WHAT YOU NEED TO DO
Copy the comment thread from "Whenever I give" down to "my ass crack.", swapping "lecture" for "sermon".

TEXT SEGMENT
*** Block opens ***
Whenever I give an ass massage with a stern lecture on the negative economic consequences of tariffs or occasionally the merits of timing a network of traffic lights.
All the extra coding?
CMC fnord!
Did you at least get a happy ending?
I don’t care about your intentions. The ends justify the means.
What kind of a crack was that?
For pretty much the entire thread, I’ve been going “Ah, that guy got whooshed…oh wait…oh, I see it now!”
Me toot.
I sympathize. I can’t stand it when I get a lesson in how good god is while the chick is ripping a strip of wax off my ass crack.
In Australia, people *cared *whose ass it was, and *why *it was farting.
Hmm, come to think of it, she did say my diagnosis was that I talk like a fag, and my shit’s all retarded . . .
It’s embarrassing, really.
When you’ve got a free moment, could you do me a favor and jam your testicles in the toaster? That would be awesome, thank you so much.
[sub]Not that the rest of the puns in this thread aren’t terrible, but this is the only one that filled me with murderous rage. So…well done, I guess. You monster.[/sub]
Do you know the difference between peanut butter and jam?
*** Block closes ***
ENTRIES SUPPLIED
*** Block opens ***
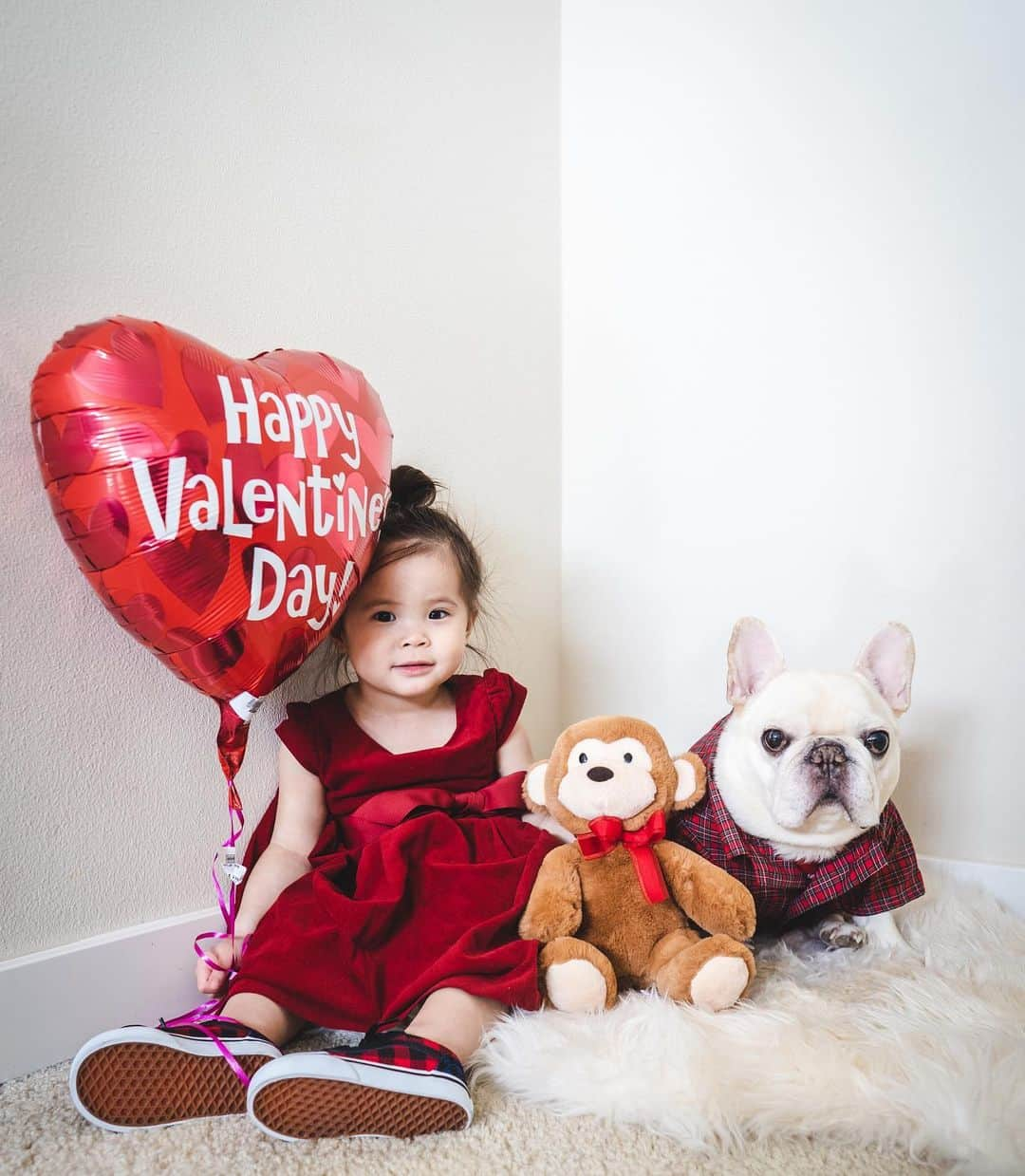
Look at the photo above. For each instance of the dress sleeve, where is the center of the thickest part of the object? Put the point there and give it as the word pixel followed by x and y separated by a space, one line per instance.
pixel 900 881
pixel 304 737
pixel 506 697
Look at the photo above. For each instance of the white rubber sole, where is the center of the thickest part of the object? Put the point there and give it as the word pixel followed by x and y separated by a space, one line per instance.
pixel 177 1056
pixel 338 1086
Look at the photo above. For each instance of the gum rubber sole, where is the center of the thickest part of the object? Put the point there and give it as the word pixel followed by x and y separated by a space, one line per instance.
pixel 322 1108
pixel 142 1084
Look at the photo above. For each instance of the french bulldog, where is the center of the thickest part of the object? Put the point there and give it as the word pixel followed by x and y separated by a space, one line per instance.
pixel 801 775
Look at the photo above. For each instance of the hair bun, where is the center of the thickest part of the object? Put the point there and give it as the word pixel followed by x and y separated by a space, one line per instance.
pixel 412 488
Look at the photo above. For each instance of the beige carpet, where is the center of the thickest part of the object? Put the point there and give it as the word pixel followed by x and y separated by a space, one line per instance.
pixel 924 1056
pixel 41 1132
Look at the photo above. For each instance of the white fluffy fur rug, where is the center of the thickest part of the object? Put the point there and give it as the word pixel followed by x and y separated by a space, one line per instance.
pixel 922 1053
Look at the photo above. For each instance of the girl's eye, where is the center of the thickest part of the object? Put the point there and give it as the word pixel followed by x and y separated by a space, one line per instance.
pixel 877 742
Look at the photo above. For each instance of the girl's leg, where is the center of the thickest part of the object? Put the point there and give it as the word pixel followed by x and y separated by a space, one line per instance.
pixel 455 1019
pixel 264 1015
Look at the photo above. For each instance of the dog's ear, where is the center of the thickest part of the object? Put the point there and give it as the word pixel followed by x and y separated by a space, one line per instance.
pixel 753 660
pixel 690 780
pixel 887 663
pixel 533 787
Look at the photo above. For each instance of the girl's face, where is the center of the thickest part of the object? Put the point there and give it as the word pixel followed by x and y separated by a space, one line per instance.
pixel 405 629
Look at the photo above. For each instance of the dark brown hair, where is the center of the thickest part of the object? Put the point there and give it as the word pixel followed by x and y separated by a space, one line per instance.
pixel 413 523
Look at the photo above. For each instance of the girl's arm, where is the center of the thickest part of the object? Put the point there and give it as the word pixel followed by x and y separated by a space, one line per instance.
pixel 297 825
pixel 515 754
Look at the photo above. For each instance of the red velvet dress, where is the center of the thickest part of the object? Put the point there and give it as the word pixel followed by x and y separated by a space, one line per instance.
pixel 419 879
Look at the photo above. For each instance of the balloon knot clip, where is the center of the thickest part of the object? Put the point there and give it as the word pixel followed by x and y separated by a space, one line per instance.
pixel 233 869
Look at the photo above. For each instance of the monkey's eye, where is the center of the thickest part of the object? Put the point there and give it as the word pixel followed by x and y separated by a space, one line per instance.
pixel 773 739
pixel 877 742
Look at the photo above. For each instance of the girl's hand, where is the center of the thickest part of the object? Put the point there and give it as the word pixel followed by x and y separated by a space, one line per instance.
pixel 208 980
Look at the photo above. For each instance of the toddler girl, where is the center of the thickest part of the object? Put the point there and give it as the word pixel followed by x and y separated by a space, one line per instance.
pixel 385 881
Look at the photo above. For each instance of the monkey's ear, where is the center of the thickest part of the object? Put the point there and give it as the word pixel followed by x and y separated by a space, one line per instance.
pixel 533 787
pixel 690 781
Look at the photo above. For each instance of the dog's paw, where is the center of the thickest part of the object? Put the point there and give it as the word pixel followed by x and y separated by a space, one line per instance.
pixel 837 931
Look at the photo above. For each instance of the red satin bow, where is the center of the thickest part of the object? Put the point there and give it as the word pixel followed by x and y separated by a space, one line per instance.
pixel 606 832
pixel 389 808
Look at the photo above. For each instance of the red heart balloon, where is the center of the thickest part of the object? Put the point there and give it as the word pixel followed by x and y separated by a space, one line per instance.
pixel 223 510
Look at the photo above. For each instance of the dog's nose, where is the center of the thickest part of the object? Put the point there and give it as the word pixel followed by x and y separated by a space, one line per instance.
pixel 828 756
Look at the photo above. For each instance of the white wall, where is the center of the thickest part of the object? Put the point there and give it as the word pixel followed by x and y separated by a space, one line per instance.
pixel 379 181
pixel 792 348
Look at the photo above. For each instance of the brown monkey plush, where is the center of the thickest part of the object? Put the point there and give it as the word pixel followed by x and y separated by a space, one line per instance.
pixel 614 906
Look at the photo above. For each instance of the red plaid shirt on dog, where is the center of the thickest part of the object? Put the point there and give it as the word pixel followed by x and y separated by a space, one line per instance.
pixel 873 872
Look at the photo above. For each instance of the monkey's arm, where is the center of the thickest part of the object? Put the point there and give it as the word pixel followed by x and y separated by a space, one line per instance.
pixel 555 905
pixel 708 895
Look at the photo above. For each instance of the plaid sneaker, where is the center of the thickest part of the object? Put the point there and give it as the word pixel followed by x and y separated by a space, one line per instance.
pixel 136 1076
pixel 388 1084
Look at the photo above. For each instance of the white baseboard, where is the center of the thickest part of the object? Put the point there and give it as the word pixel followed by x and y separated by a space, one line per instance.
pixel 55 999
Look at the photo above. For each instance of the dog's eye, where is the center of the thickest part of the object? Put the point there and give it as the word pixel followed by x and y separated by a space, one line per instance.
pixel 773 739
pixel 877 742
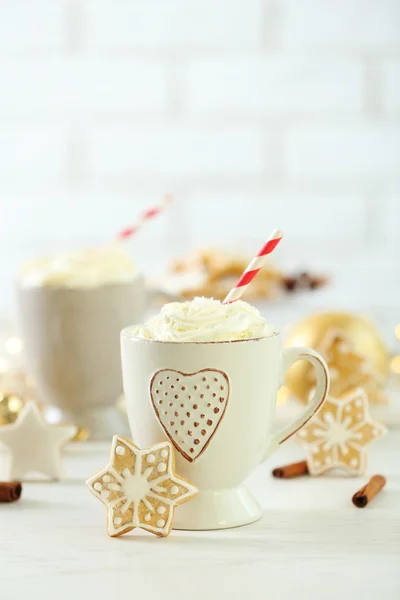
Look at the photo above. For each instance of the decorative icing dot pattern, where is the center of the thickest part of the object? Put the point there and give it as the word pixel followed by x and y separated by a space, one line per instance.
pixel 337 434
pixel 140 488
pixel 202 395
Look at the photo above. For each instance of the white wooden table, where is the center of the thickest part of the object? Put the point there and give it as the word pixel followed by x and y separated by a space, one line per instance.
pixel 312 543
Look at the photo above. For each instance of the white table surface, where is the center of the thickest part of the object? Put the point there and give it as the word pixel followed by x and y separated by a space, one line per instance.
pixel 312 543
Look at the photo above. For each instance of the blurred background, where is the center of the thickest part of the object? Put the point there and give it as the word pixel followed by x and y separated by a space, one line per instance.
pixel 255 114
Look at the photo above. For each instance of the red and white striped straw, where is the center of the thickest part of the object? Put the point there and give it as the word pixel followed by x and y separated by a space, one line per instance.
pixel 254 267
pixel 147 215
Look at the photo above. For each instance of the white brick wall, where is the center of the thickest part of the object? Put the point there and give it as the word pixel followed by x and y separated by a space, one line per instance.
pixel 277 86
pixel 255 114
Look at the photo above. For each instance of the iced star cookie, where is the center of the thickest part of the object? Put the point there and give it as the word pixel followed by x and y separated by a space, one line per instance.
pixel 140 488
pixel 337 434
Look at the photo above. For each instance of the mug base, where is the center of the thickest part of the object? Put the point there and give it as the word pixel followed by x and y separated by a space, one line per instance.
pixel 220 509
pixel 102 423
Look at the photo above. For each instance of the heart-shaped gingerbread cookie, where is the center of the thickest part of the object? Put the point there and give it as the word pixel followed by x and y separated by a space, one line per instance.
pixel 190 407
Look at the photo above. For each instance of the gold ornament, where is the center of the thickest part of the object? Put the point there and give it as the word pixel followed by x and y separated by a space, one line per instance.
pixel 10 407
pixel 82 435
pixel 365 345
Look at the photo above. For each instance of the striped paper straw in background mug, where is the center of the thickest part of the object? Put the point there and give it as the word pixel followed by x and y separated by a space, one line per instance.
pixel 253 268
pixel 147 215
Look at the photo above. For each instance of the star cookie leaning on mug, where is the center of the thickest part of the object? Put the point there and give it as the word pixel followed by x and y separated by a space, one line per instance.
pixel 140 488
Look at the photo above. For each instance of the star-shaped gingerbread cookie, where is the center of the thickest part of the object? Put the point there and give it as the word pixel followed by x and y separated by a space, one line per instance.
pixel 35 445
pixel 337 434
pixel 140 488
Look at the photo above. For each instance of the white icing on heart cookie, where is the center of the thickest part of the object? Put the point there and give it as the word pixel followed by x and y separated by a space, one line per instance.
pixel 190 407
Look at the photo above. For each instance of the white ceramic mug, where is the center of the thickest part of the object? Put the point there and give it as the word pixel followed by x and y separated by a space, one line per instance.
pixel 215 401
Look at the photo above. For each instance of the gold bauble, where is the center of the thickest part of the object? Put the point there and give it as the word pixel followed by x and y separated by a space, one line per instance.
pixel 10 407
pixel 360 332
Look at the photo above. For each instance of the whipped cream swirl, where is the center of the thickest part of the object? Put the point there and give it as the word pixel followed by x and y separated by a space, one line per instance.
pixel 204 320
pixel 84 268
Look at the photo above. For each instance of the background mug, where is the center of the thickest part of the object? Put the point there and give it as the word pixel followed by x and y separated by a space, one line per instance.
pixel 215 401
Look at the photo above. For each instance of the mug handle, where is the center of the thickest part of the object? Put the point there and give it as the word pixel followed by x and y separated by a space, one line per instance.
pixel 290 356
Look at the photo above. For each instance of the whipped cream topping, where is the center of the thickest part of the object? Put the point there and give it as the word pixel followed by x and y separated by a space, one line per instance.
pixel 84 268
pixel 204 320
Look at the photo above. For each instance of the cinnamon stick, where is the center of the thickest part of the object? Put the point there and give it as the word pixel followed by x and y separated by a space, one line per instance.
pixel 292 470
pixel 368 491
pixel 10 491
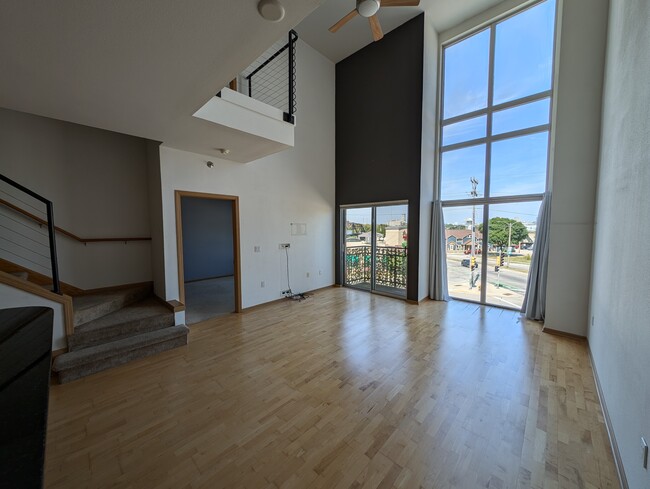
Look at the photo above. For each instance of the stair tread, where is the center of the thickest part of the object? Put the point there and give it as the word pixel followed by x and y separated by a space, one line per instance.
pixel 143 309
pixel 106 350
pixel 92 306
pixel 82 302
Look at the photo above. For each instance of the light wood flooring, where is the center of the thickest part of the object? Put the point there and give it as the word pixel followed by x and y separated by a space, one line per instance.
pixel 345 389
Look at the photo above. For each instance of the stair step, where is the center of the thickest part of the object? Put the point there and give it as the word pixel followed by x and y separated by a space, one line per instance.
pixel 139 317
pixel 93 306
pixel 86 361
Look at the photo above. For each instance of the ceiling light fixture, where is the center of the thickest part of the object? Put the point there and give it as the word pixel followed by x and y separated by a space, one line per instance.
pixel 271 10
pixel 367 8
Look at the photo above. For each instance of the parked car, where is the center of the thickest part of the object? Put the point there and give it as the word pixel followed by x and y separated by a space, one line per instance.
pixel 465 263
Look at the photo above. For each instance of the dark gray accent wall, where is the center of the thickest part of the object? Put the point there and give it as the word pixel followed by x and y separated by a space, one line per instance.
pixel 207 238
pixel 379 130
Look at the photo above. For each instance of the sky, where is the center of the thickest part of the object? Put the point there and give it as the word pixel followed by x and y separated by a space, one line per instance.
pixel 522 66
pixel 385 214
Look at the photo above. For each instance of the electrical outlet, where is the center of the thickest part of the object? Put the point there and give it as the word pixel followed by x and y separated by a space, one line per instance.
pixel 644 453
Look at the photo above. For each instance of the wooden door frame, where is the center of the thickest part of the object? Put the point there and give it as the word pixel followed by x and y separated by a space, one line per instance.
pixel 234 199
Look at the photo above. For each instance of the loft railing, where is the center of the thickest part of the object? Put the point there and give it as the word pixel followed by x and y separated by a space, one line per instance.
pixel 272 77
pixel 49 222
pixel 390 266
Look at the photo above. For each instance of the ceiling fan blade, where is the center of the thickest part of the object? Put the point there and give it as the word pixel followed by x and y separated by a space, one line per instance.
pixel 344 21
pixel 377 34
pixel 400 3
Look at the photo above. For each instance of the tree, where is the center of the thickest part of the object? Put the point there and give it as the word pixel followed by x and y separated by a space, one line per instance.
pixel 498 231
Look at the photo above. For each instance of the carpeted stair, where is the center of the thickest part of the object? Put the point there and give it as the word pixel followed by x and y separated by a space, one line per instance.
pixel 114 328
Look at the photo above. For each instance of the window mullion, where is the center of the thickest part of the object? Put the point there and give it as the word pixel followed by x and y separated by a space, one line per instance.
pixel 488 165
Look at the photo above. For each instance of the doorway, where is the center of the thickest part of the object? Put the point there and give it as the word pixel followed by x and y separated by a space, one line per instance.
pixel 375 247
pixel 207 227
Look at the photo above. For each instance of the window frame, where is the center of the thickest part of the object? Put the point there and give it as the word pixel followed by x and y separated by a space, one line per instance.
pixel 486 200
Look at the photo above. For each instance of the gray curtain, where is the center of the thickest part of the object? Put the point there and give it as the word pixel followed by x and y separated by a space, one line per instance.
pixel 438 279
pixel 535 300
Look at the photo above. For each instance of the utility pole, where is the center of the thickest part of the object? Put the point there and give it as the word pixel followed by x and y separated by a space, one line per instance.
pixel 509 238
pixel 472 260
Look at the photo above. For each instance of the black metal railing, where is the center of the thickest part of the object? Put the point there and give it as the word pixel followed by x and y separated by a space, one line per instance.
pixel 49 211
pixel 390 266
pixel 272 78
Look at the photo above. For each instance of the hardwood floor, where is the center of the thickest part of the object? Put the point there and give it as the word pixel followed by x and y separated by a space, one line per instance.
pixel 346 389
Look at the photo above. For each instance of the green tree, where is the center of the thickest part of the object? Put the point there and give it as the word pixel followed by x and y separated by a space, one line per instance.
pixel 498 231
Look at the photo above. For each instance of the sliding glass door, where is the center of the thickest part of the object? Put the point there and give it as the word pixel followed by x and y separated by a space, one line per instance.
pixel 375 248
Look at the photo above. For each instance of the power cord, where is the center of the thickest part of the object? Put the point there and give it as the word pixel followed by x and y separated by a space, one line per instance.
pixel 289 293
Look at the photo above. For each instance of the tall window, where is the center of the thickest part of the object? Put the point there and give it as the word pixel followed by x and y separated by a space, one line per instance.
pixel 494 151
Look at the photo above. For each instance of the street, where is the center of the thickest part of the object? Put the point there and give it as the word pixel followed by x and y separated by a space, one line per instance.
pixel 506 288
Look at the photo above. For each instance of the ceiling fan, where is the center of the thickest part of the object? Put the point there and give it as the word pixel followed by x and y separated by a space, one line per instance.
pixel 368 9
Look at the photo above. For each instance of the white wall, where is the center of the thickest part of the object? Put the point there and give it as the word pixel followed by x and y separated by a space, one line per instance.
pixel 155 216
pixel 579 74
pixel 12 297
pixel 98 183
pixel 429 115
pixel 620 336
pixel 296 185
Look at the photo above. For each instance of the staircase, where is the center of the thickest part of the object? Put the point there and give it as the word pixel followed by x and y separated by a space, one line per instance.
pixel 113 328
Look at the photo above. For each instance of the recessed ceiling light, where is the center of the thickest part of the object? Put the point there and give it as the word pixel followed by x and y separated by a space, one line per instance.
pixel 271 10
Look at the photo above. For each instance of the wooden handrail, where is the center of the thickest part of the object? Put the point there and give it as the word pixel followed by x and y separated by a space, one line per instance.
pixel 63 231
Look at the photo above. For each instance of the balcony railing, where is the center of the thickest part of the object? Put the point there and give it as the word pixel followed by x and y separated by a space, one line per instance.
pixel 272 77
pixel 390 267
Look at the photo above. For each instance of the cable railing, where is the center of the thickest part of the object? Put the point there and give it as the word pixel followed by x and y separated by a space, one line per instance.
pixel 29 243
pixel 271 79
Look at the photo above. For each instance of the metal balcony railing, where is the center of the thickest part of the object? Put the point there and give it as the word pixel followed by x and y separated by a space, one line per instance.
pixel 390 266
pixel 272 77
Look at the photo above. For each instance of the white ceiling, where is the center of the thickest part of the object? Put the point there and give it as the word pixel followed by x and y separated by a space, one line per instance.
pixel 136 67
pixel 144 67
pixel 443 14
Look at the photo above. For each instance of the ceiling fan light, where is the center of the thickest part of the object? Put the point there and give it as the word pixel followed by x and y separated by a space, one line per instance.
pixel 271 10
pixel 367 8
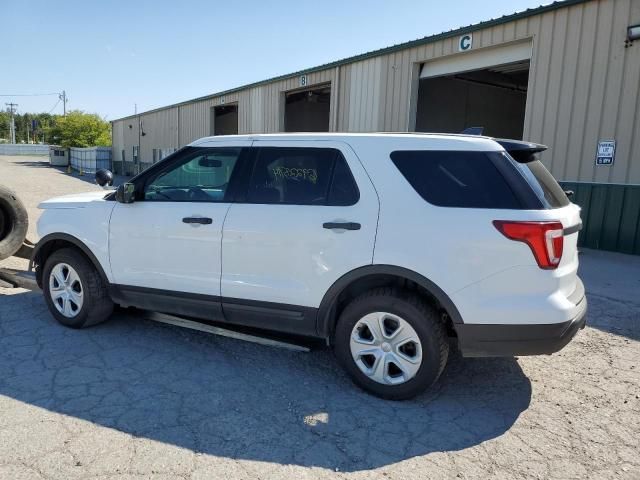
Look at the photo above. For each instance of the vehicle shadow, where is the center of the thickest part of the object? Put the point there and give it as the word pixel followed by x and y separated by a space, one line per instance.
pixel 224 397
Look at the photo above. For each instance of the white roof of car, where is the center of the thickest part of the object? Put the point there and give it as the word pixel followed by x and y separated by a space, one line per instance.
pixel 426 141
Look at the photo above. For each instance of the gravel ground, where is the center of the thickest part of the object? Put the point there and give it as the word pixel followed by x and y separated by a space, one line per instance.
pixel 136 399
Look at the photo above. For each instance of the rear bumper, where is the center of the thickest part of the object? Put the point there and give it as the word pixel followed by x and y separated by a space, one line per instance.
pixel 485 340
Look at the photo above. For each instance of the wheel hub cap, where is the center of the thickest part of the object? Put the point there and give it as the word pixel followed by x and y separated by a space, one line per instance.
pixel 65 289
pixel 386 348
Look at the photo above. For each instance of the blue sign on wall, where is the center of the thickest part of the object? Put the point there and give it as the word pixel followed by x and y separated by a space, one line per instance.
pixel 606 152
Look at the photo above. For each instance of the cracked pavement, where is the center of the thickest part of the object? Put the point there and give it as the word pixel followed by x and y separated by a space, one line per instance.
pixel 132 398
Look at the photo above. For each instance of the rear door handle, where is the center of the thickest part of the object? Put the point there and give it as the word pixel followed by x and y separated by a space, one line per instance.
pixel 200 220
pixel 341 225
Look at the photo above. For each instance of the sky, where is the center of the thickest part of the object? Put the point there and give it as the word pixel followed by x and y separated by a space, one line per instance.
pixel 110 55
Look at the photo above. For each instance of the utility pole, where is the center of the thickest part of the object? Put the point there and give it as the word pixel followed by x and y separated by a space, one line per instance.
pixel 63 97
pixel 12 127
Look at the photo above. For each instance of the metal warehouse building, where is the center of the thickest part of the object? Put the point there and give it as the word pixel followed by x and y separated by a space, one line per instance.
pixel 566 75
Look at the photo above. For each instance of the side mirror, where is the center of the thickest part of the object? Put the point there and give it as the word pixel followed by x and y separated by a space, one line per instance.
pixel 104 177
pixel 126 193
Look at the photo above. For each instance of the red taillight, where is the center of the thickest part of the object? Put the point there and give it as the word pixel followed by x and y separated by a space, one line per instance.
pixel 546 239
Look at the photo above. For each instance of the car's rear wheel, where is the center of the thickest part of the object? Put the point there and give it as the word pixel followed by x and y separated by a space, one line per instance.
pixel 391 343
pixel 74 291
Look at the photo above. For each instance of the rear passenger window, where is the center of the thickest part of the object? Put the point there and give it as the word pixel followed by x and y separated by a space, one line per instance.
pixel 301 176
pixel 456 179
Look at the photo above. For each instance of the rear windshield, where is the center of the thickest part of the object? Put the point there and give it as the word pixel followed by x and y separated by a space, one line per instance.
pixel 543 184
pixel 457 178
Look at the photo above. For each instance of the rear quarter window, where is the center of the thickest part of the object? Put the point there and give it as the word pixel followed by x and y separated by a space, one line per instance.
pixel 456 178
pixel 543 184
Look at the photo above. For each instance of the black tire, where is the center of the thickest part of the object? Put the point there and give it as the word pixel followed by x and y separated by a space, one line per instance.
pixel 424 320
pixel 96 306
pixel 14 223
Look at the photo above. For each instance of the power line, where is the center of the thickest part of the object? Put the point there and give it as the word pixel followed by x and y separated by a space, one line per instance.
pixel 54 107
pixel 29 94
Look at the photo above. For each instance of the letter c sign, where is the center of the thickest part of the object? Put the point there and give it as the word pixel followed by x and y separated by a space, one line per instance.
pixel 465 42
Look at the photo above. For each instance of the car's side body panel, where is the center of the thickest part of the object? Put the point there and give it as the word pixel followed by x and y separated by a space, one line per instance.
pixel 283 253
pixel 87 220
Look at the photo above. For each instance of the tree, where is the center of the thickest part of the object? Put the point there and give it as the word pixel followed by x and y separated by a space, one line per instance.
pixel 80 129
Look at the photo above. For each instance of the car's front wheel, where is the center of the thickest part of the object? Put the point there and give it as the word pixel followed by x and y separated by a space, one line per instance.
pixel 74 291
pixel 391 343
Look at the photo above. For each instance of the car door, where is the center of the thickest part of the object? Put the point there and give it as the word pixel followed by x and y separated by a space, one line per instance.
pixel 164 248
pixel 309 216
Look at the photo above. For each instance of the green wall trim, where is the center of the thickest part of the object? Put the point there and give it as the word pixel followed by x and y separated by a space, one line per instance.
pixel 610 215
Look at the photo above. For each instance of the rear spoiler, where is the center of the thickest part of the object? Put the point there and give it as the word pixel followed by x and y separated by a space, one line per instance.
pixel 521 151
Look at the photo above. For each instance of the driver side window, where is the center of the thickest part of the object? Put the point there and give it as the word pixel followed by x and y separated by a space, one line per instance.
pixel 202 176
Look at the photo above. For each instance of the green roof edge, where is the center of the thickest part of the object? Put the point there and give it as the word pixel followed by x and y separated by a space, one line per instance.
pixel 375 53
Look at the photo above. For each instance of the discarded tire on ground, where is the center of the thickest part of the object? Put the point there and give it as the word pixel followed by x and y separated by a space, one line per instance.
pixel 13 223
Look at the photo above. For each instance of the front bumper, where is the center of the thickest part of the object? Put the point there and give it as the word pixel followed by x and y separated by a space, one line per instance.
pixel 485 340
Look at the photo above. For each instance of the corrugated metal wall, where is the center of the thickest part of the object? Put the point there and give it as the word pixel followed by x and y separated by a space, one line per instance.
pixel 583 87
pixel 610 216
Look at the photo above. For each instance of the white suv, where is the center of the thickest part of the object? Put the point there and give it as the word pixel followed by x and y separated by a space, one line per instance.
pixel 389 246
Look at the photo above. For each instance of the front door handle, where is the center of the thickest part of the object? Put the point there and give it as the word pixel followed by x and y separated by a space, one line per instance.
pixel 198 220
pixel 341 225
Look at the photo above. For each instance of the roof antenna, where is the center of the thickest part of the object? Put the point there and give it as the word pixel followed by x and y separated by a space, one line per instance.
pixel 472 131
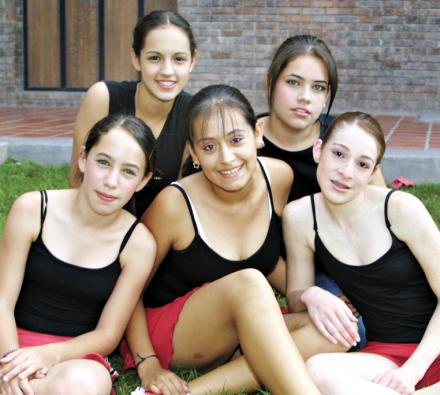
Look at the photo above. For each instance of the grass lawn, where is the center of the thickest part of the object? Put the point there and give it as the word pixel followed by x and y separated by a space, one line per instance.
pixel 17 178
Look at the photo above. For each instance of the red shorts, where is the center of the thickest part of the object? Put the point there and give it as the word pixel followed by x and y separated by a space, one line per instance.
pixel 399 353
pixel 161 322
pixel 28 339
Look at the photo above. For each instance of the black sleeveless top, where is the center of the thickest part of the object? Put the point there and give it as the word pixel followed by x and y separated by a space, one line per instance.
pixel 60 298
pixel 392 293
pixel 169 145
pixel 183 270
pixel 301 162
*** Block closes ***
ANSWER TO THIS TASK
Whenever I give an ass massage with a stern sermon on the negative economic consequences of tariffs or occasionally the merits of timing a network of traffic lights.
All the extra coding?
CMC fnord!
Did you at least get a happy ending?
I don’t care about your intentions. The ends justify the means.
What kind of a crack was that?
For pretty much the entire thread, I’ve been going “Ah, that guy got whooshed…oh wait…oh, I see it now!”
Me toot.
I sympathize. I can’t stand it when I get a lesson in how good god is while the chick is ripping a strip of wax off my ass crack.